PROBLEM TO WORK ON: Copy each line below in which the word "white" occurs.

Records from a dataset:
========================

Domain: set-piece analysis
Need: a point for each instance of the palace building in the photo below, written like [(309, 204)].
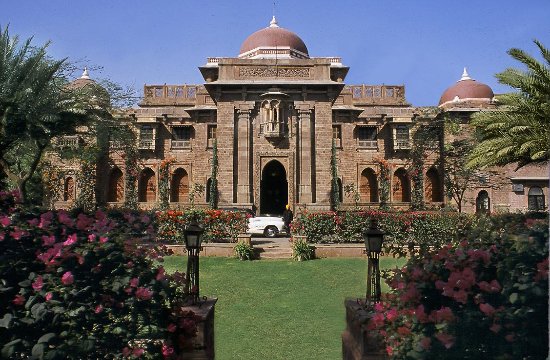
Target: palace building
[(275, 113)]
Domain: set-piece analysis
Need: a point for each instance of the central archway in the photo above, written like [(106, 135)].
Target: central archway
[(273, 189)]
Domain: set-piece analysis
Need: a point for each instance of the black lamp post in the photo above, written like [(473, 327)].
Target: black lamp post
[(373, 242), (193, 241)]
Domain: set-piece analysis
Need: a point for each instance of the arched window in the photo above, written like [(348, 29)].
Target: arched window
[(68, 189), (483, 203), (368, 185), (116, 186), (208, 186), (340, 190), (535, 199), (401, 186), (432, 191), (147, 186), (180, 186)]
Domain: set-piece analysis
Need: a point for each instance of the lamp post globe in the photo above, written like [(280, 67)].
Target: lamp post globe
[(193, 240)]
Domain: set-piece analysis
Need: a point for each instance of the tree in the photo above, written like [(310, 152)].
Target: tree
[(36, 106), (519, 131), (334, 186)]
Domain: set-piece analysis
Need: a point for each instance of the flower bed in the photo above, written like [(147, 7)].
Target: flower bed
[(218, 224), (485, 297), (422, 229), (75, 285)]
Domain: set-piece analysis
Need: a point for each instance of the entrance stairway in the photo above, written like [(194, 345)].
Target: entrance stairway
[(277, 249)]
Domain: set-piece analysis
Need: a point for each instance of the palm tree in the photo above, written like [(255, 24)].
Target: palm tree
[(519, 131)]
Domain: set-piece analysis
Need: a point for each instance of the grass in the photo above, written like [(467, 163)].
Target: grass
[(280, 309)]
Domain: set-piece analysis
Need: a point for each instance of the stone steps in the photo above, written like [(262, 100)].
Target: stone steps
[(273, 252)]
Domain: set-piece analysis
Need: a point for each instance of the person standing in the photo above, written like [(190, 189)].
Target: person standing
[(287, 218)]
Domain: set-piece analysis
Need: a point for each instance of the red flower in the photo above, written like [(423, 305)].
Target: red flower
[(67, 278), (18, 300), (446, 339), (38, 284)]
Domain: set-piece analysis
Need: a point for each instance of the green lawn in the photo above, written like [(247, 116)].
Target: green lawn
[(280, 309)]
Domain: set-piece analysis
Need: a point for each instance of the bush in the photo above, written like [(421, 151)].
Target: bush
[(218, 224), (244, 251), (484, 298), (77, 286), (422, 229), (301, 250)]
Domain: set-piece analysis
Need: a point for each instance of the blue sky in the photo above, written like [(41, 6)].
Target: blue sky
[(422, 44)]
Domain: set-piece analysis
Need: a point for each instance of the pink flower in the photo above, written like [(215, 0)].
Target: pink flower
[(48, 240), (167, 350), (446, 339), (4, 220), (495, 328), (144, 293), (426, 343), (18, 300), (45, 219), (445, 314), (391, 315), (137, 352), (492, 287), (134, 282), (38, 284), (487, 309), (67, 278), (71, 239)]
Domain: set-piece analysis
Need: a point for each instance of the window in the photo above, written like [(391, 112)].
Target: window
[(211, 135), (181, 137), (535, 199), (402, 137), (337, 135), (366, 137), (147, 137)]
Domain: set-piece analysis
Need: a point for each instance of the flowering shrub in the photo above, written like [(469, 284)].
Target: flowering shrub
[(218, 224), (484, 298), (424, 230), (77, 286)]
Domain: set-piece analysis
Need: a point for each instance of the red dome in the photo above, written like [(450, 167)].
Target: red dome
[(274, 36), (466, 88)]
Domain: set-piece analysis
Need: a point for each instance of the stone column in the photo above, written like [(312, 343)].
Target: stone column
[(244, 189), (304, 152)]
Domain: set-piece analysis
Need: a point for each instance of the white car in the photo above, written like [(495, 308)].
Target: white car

========================

ANSWER TO THE PROBLEM:
Need: a point for each instance of the white car in the photo above, written like [(495, 308)].
Target: white car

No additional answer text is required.